◆ **WORK TO BE COMPLETED**
Count the lines in the items below that contain the word "water". Reply with the number alone.

◆ **RECORDS SUPPLIED**
◆ ◆ ◆
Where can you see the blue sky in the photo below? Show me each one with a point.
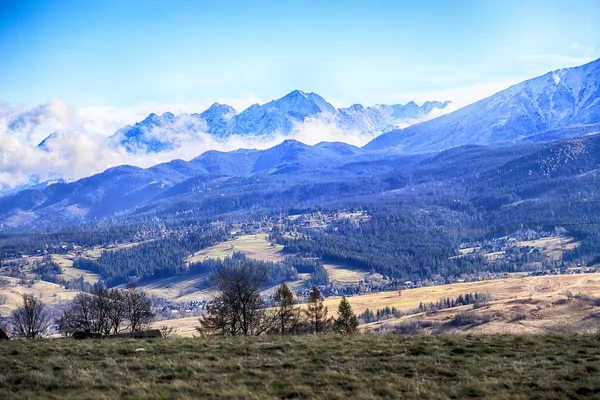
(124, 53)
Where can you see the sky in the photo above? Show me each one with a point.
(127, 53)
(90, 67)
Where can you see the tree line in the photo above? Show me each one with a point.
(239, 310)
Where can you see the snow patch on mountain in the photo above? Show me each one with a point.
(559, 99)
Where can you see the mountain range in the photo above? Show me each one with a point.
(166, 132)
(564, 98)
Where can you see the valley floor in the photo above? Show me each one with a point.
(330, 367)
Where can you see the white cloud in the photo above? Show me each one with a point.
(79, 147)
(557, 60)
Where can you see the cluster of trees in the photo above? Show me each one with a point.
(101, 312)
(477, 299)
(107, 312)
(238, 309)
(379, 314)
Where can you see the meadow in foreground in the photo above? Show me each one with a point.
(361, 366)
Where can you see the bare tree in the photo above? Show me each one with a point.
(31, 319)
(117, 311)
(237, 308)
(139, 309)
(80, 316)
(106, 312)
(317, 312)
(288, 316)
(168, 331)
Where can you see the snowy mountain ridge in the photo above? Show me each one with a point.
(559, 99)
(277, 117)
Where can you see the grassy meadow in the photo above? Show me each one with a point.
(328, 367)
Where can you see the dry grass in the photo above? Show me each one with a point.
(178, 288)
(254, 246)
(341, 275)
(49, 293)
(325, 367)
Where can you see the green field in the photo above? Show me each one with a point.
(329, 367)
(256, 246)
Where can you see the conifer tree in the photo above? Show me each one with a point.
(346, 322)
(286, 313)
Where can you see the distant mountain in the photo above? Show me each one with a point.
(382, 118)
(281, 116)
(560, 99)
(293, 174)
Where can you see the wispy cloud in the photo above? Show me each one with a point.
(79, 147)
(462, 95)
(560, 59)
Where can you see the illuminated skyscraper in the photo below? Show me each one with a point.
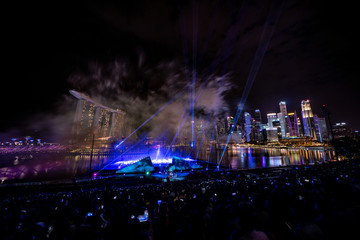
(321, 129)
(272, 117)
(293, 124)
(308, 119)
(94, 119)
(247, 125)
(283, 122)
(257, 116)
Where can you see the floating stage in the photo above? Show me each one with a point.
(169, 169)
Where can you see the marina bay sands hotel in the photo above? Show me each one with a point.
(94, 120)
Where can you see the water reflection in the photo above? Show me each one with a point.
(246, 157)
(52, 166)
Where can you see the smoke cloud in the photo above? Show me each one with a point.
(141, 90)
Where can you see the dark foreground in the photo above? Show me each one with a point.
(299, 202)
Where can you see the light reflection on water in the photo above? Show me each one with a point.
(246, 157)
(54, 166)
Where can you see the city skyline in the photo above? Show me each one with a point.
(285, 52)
◆ ◆ ◆
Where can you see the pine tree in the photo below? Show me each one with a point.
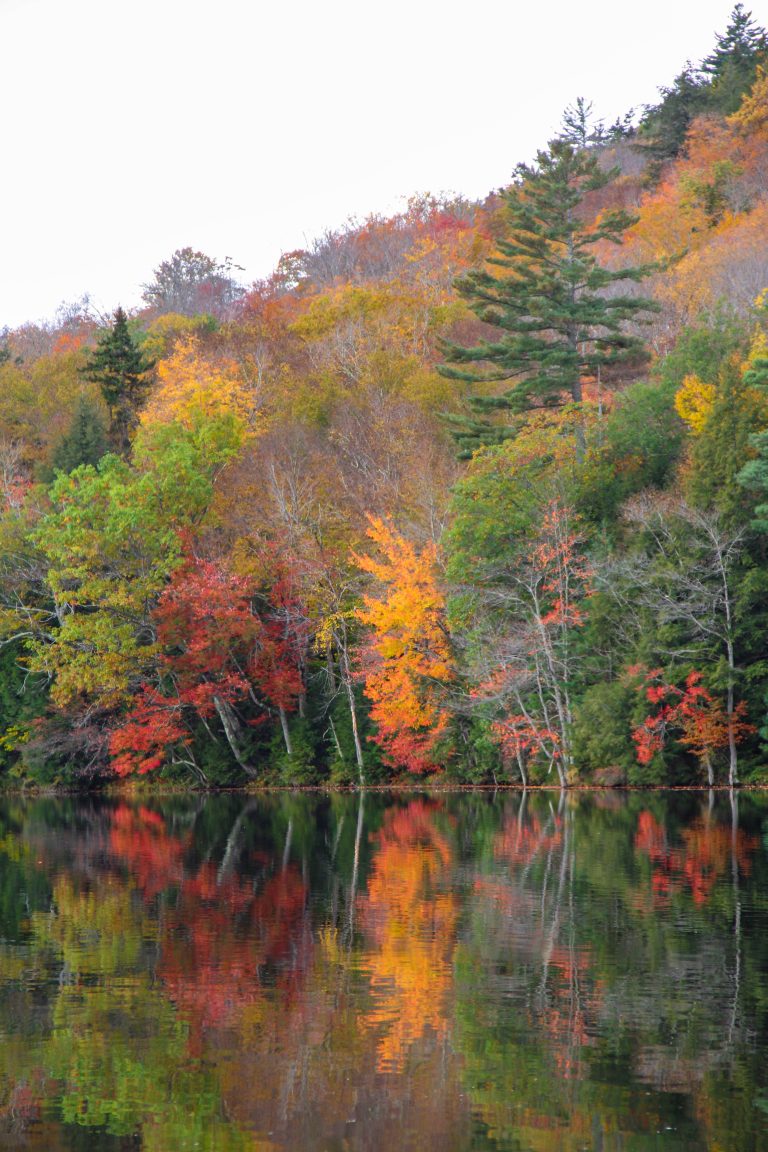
◆ ◆ ◆
◆ **OUTPUT OF THE EXERCISE**
2